**Task prompt:** In the data below, repeat the line containing "Where can the silver" and every following line exactly, up to and including the last line. Exclude pictures.

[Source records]
═══

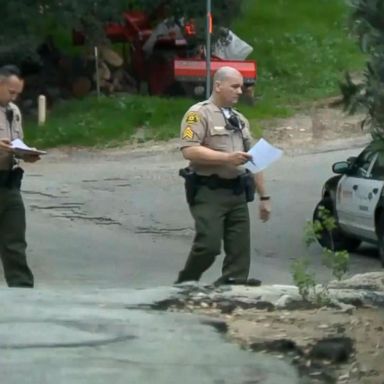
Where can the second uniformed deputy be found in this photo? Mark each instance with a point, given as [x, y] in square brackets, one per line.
[12, 211]
[215, 139]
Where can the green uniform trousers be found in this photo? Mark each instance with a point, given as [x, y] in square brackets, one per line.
[220, 216]
[12, 239]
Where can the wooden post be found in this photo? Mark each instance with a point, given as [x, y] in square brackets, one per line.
[42, 109]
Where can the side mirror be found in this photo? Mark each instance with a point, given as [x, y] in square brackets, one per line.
[341, 167]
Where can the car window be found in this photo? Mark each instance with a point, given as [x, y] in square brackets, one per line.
[377, 171]
[361, 165]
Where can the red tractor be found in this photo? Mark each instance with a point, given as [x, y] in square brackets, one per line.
[168, 58]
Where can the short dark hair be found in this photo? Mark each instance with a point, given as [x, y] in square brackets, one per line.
[10, 70]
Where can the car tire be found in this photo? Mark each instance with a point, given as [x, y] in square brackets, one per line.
[341, 241]
[380, 236]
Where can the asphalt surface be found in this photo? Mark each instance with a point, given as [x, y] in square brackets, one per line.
[118, 218]
[102, 224]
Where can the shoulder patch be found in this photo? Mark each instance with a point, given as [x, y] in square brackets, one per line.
[188, 133]
[192, 118]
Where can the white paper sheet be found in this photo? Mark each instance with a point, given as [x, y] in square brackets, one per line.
[263, 155]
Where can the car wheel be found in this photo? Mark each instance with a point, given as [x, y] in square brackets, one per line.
[335, 240]
[380, 236]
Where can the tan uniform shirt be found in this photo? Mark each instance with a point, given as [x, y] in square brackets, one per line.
[205, 124]
[9, 131]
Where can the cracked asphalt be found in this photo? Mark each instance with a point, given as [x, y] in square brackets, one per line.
[118, 218]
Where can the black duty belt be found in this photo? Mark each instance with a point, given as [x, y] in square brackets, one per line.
[214, 182]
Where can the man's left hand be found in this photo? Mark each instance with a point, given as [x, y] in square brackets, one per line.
[264, 210]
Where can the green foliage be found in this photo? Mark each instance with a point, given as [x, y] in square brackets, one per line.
[303, 278]
[336, 261]
[368, 95]
[107, 121]
[302, 48]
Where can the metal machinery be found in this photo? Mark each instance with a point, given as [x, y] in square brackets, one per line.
[176, 62]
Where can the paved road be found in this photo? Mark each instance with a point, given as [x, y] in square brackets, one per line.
[118, 219]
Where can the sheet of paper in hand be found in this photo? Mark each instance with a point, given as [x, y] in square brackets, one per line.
[19, 147]
[263, 155]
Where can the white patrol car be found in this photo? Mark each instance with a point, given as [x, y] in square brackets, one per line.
[356, 199]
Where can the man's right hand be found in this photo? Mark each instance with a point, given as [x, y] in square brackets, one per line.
[238, 158]
[5, 145]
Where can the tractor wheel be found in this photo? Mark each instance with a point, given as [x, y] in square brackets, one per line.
[335, 240]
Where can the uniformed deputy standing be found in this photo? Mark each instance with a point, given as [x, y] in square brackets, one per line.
[215, 139]
[12, 211]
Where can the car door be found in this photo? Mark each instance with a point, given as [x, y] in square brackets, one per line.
[358, 194]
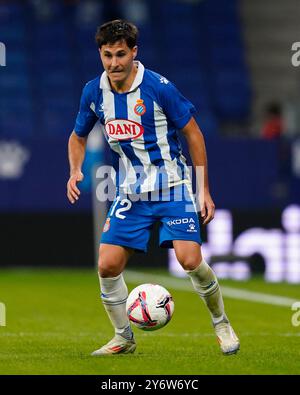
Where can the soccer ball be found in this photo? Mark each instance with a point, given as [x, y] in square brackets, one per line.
[149, 307]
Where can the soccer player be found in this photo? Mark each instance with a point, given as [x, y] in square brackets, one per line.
[142, 113]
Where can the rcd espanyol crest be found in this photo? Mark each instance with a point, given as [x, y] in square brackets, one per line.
[140, 107]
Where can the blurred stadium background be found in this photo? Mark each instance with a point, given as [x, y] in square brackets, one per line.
[231, 58]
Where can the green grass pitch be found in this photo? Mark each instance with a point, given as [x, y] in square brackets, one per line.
[54, 320]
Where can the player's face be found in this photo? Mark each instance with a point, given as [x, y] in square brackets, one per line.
[117, 60]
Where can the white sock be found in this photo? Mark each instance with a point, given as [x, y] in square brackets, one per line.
[114, 295]
[206, 285]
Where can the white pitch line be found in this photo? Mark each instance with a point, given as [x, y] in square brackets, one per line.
[185, 285]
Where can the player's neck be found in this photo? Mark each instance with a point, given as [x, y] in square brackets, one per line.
[124, 86]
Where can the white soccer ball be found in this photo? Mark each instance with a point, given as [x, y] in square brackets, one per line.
[150, 307]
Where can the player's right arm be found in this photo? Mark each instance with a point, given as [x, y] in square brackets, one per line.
[76, 150]
[85, 122]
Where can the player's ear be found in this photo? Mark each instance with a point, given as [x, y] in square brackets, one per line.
[134, 51]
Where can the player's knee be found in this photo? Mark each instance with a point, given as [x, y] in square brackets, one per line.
[108, 268]
[189, 263]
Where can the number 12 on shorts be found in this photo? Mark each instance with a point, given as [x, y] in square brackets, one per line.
[126, 203]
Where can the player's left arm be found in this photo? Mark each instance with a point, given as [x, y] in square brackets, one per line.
[197, 150]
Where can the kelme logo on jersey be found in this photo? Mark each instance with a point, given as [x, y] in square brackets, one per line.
[123, 129]
[140, 107]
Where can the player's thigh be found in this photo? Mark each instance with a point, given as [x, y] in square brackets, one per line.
[112, 259]
[188, 253]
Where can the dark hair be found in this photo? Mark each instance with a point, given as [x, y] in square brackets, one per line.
[117, 30]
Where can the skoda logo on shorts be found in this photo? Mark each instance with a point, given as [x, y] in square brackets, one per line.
[123, 129]
[179, 221]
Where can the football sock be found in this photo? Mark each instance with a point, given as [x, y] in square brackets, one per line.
[114, 295]
[206, 285]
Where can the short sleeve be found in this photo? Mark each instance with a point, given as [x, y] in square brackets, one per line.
[177, 108]
[86, 118]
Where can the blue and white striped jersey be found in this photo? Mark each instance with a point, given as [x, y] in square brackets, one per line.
[140, 127]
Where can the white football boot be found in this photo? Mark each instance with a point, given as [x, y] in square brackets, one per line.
[227, 339]
[117, 345]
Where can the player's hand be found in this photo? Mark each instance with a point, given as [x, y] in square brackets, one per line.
[72, 190]
[207, 209]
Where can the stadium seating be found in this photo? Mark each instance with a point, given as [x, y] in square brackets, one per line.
[197, 45]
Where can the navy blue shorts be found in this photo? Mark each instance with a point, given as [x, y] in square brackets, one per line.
[131, 218]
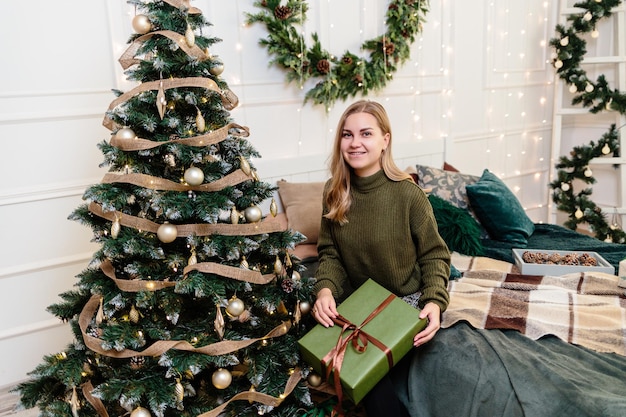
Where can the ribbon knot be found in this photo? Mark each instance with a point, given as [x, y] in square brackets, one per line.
[359, 339]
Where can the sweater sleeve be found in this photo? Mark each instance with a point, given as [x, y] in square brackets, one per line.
[331, 273]
[433, 255]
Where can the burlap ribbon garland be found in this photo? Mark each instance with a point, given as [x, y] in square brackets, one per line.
[269, 225]
[211, 138]
[359, 339]
[229, 99]
[233, 272]
[157, 183]
[128, 57]
[134, 285]
[259, 397]
[161, 346]
[183, 5]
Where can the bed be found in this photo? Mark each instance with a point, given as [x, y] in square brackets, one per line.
[511, 344]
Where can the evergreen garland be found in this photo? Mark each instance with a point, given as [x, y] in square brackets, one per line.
[338, 77]
[570, 48]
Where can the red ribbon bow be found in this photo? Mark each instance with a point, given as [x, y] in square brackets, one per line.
[333, 361]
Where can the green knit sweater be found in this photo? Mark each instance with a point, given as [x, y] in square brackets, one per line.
[391, 236]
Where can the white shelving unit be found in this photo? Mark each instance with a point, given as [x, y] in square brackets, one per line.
[563, 112]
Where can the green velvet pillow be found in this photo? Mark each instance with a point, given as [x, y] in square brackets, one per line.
[457, 228]
[499, 211]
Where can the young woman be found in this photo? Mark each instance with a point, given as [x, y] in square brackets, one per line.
[377, 223]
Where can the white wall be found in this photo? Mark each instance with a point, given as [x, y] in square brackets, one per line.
[477, 93]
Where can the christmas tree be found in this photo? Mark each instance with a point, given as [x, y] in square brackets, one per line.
[192, 306]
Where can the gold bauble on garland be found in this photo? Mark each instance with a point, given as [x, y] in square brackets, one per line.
[221, 378]
[140, 412]
[141, 24]
[338, 77]
[570, 46]
[167, 233]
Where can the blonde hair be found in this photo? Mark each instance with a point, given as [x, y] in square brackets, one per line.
[338, 198]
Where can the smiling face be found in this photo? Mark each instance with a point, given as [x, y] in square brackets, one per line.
[362, 143]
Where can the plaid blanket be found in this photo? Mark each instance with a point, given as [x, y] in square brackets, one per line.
[586, 309]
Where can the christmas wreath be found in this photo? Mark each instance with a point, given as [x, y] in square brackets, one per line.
[570, 48]
[339, 77]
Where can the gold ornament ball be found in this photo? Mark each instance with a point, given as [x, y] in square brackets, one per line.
[305, 307]
[194, 176]
[314, 379]
[141, 24]
[125, 134]
[167, 233]
[253, 214]
[221, 378]
[235, 307]
[140, 412]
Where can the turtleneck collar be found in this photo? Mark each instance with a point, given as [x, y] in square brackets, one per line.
[365, 184]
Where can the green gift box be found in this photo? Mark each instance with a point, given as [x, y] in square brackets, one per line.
[365, 352]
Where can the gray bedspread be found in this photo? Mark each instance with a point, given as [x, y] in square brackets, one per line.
[467, 372]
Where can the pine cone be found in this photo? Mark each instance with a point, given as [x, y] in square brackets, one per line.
[282, 12]
[323, 66]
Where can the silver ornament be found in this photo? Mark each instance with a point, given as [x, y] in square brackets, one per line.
[235, 307]
[221, 378]
[217, 68]
[278, 266]
[295, 275]
[190, 37]
[200, 122]
[140, 412]
[115, 228]
[234, 215]
[167, 233]
[244, 165]
[194, 176]
[253, 214]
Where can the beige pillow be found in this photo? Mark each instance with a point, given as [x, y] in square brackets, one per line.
[302, 202]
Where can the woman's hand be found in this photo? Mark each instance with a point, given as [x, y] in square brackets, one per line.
[433, 313]
[325, 308]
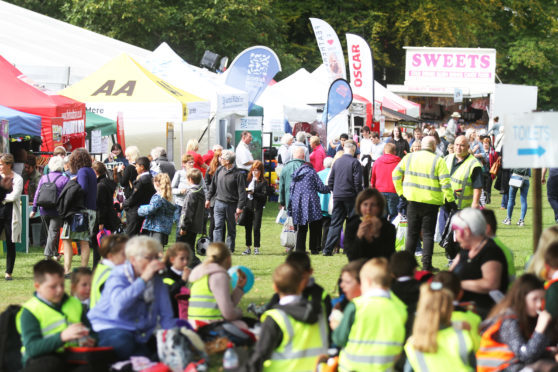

═══

**Reply to the task:**
Where can the silver ornament be found in this photo? Mark each instance with a point, given as [x, y] in square brackets, one per line.
[235, 307]
[221, 378]
[217, 68]
[278, 266]
[295, 275]
[190, 37]
[200, 122]
[140, 412]
[115, 228]
[234, 215]
[167, 233]
[244, 165]
[194, 176]
[253, 214]
Where can the beige pillow be found in this photo? Mark each instance with a point, given as [x, y] in square brackets, one per line.
[302, 202]
Where can the woman's hand be found in this photo? Mark each instance with a point, given as [x, y] in square brackets, one per line.
[433, 313]
[325, 308]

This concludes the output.